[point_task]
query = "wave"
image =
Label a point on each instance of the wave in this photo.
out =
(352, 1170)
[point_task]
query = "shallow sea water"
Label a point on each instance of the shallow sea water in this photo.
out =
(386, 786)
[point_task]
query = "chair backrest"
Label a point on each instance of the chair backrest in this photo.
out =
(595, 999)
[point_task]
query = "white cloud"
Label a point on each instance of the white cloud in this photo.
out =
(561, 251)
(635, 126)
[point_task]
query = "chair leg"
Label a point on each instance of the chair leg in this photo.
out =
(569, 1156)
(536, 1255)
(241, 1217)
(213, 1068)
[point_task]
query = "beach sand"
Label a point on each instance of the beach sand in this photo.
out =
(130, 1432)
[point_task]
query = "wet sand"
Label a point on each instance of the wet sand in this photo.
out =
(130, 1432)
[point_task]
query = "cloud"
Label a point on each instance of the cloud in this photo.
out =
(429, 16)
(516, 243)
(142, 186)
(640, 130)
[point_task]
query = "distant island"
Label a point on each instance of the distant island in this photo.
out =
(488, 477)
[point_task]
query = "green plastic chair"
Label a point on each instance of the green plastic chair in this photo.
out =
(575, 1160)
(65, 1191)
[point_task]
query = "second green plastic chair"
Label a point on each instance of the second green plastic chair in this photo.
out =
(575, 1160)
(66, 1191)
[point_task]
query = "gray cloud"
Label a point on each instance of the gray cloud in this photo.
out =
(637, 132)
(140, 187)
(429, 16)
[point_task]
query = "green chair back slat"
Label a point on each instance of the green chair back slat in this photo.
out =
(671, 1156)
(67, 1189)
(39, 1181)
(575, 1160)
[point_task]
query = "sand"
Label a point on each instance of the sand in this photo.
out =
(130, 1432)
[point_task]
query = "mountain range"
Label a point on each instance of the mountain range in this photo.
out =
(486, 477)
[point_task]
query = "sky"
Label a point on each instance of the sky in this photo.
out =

_ _ _ _ _ _ _

> **What the exercise asks**
The response must contain each line above that holds the string "wave".

> **Task result**
query = "wave"
Label a point on each instance of the wave in this photo.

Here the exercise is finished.